Task brief = Given the listing below, write out exactly the lines starting with the line that has "box: [116, 56, 130, 63]" and going on through the line that has "box: [0, 29, 121, 170]", both kept.

Records for the task =
● ● ●

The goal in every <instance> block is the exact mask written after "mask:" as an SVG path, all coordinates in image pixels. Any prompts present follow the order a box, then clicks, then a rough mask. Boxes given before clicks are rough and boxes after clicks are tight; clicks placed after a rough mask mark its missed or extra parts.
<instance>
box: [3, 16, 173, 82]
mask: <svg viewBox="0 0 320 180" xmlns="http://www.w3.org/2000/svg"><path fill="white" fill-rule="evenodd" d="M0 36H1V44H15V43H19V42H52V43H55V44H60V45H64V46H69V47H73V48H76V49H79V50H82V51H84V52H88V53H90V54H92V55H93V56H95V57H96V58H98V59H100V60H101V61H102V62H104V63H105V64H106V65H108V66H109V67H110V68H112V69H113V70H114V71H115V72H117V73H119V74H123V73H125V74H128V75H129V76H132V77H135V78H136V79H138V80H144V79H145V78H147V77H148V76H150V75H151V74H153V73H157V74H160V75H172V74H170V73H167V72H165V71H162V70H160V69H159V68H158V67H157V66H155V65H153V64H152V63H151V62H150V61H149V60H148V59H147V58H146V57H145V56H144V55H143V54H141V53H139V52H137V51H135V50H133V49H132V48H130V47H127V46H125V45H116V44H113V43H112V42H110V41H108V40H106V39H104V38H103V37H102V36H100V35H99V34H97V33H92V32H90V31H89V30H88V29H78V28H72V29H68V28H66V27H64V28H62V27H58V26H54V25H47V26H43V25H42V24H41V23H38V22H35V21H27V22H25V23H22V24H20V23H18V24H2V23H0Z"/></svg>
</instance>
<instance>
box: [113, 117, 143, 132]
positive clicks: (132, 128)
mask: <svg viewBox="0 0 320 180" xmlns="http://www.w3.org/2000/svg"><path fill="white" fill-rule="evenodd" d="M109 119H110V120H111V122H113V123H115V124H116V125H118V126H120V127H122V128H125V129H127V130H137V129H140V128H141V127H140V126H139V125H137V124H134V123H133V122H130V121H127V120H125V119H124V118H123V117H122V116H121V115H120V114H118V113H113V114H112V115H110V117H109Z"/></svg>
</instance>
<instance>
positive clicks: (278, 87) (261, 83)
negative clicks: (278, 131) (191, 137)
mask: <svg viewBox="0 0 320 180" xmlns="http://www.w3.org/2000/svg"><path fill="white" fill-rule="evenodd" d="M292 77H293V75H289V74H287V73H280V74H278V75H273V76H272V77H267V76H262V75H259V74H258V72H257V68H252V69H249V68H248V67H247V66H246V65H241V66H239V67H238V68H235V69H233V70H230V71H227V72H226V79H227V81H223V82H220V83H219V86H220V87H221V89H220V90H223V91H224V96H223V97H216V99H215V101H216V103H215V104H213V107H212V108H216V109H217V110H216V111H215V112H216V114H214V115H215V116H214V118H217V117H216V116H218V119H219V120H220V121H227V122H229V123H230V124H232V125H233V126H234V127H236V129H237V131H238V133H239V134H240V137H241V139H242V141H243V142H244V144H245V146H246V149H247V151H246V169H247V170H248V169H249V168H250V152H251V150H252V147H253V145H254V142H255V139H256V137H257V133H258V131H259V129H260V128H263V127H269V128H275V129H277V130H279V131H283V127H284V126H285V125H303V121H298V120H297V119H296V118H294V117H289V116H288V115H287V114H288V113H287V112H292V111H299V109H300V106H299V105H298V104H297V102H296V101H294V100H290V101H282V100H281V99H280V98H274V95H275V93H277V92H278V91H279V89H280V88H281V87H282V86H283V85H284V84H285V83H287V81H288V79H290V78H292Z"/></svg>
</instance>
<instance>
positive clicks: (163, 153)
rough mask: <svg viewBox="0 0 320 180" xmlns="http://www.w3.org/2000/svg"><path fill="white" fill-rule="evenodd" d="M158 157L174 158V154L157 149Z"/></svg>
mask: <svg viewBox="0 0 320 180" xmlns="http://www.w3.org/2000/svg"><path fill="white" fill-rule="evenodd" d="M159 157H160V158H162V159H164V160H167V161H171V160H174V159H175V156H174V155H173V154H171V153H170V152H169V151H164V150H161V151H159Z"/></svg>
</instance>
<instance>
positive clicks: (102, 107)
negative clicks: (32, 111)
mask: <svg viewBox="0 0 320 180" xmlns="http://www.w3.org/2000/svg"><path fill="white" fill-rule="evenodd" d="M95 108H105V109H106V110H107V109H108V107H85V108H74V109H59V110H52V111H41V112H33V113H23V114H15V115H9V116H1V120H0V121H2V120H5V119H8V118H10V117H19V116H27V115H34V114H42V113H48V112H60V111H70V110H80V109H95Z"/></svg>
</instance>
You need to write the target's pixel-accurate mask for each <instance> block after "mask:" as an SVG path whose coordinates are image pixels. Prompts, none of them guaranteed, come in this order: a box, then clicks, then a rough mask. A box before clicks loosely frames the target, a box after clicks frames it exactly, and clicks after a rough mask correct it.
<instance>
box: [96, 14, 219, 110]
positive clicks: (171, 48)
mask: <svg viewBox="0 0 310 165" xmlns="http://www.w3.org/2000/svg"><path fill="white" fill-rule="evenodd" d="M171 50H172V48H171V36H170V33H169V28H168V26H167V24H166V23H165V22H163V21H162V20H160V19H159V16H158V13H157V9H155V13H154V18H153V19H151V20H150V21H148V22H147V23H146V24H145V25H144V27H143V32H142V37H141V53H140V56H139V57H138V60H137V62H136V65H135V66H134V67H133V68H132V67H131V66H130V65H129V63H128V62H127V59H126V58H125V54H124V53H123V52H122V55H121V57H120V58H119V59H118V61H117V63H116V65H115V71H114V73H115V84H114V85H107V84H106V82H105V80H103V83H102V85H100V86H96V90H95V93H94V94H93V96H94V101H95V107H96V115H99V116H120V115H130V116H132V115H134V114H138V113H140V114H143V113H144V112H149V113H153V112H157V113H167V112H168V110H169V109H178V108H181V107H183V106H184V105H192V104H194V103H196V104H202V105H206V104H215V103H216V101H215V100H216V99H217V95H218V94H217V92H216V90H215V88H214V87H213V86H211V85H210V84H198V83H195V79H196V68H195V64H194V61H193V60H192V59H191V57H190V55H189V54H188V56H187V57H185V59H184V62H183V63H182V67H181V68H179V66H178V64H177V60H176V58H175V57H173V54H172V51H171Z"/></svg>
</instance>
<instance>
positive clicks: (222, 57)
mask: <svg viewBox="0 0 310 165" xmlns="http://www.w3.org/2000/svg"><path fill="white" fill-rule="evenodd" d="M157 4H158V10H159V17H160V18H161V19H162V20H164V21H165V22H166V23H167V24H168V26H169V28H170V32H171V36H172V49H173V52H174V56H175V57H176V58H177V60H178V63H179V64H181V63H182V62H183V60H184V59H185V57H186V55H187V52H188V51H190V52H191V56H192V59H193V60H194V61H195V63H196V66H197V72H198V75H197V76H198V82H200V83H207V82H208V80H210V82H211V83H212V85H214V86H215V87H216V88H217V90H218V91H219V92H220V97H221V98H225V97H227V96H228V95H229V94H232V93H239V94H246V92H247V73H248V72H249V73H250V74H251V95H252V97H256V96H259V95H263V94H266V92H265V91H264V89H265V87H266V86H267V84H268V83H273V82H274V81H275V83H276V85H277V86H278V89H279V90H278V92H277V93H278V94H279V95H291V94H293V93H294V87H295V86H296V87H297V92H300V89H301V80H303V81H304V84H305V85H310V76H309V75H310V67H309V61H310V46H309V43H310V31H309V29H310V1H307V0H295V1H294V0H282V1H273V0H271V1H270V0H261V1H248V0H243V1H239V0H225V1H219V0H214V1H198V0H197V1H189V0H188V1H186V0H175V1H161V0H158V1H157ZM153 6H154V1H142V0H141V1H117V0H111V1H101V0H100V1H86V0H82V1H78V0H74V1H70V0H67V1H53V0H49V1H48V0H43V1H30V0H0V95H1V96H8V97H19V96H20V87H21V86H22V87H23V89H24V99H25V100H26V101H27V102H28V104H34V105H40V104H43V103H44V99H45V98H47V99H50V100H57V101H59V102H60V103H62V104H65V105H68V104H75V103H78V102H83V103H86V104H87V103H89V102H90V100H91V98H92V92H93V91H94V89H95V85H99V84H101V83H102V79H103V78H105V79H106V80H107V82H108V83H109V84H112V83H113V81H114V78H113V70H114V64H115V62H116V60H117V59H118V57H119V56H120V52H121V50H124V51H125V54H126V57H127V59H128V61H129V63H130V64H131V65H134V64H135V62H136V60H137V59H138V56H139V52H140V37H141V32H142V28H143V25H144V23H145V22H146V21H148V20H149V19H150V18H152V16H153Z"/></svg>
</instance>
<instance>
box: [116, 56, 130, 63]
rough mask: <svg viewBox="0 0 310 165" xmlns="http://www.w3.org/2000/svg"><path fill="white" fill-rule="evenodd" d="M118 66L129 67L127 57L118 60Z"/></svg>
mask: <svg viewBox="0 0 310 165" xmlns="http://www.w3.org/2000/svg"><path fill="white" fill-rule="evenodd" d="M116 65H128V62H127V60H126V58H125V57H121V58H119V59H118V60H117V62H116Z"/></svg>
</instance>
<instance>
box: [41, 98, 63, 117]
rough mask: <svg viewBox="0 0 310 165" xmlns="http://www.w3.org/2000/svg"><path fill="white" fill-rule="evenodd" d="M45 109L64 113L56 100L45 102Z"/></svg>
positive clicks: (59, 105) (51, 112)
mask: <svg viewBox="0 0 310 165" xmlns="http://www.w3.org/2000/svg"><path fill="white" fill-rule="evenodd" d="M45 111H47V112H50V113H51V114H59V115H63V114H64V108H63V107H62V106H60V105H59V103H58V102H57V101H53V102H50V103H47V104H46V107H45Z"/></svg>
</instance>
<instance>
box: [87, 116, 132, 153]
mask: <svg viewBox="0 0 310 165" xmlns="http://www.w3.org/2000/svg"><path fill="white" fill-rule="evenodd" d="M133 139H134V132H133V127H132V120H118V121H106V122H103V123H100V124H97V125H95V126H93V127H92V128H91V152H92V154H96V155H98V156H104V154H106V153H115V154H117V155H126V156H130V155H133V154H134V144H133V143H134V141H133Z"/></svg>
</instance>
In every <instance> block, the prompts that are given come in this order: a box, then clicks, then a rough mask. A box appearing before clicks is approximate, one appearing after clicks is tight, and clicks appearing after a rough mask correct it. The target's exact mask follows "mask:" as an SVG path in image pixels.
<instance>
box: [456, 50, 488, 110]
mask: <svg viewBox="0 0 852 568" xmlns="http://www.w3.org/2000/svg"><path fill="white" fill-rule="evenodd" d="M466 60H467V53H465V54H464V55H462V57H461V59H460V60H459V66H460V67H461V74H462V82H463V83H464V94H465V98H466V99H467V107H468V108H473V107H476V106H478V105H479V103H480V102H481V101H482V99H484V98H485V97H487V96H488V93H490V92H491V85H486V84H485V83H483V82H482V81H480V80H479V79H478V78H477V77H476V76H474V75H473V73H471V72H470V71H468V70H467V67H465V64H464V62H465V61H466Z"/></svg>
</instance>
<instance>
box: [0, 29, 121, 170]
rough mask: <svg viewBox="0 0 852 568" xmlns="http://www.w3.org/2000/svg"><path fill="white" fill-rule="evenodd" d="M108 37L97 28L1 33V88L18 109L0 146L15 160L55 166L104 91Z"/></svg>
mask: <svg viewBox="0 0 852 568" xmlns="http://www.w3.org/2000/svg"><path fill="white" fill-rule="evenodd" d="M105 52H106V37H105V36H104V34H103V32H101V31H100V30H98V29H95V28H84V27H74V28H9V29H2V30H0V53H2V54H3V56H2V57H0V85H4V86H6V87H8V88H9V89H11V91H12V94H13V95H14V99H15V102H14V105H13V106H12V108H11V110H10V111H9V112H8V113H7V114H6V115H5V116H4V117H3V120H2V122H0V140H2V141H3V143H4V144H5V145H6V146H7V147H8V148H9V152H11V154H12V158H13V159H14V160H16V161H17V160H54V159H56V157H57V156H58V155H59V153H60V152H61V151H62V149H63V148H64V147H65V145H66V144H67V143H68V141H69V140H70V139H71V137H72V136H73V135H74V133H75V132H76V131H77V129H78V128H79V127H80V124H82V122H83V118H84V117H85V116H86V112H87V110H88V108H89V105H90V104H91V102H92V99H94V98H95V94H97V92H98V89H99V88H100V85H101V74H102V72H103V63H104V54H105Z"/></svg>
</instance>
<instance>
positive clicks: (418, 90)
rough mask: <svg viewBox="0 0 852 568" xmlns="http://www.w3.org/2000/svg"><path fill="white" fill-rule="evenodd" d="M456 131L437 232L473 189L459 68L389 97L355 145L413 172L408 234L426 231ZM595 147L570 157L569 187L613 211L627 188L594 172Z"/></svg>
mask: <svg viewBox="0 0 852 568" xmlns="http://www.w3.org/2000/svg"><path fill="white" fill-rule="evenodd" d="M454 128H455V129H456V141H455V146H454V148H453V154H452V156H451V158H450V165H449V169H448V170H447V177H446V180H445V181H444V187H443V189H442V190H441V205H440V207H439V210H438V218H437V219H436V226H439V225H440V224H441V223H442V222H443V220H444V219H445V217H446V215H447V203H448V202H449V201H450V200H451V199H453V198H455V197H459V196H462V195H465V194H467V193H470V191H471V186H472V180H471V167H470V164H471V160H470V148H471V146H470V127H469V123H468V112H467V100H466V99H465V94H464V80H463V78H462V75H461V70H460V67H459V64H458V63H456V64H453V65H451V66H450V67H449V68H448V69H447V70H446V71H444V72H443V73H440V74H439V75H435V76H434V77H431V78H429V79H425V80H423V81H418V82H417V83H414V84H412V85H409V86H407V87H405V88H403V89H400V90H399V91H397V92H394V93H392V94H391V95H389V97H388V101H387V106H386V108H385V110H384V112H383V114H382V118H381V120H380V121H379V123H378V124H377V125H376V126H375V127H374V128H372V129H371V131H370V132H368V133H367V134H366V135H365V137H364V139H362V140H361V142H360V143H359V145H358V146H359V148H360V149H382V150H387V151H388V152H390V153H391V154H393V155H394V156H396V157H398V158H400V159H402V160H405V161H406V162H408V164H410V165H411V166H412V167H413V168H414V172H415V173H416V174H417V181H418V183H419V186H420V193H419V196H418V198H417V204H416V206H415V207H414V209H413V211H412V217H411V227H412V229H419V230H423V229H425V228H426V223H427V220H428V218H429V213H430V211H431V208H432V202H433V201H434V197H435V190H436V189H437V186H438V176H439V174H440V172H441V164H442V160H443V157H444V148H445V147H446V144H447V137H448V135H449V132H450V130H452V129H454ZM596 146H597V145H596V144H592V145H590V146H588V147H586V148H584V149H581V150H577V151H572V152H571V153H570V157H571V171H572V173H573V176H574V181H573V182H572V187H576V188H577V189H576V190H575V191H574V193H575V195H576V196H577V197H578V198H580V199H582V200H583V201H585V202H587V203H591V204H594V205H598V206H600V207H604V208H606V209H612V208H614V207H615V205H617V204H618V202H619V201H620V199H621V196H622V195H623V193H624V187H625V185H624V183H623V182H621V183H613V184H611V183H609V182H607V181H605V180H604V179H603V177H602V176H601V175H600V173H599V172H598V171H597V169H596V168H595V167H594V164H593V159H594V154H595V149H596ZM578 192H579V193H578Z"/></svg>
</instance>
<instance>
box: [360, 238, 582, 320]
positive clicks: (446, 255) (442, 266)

● ● ●

Task response =
box: [116, 56, 130, 63]
rough mask: <svg viewBox="0 0 310 165" xmlns="http://www.w3.org/2000/svg"><path fill="white" fill-rule="evenodd" d="M118 66L129 67L127 57L118 60Z"/></svg>
mask: <svg viewBox="0 0 310 165" xmlns="http://www.w3.org/2000/svg"><path fill="white" fill-rule="evenodd" d="M116 65H128V62H127V60H126V58H125V57H121V58H119V59H118V60H117V62H116Z"/></svg>
</instance>
<instance>
box: [41, 98, 63, 117]
rough mask: <svg viewBox="0 0 310 165" xmlns="http://www.w3.org/2000/svg"><path fill="white" fill-rule="evenodd" d="M45 109L64 113L56 100L45 102Z"/></svg>
positive clicks: (59, 105) (51, 112)
mask: <svg viewBox="0 0 310 165" xmlns="http://www.w3.org/2000/svg"><path fill="white" fill-rule="evenodd" d="M45 111H47V112H50V113H51V114H59V115H63V114H64V108H63V107H62V106H60V105H59V103H58V102H57V101H53V102H50V103H47V104H46V107H45Z"/></svg>
</instance>
<instance>
box: [87, 116, 132, 153]
mask: <svg viewBox="0 0 310 165" xmlns="http://www.w3.org/2000/svg"><path fill="white" fill-rule="evenodd" d="M133 139H134V132H133V127H132V120H118V121H106V122H103V123H100V124H97V125H95V126H93V127H92V128H91V152H92V154H96V155H98V156H104V154H106V153H115V154H117V155H126V156H130V155H133V154H134V144H133V143H134V141H133Z"/></svg>
</instance>
In every <instance> block, the prompts that are given come in this order: a box, then clicks, then a rough mask. A box appearing before clicks is approximate, one appearing after clicks is tight, and clicks appearing after a rough mask correct it. The target's exact mask follows "mask:" as an SVG path in image pixels.
<instance>
box: [456, 50, 488, 110]
mask: <svg viewBox="0 0 852 568" xmlns="http://www.w3.org/2000/svg"><path fill="white" fill-rule="evenodd" d="M466 60H467V53H465V54H464V55H462V57H461V59H460V60H459V66H460V67H461V74H462V82H463V83H464V94H465V98H466V99H467V107H468V108H473V107H476V106H478V105H479V103H480V102H481V101H482V99H484V98H485V97H487V96H488V93H490V92H491V85H486V84H485V83H483V82H482V81H480V80H479V79H478V78H477V77H476V76H474V75H473V73H471V72H470V71H468V70H467V67H465V64H464V62H465V61H466Z"/></svg>
</instance>
<instance>
box: [0, 29, 121, 170]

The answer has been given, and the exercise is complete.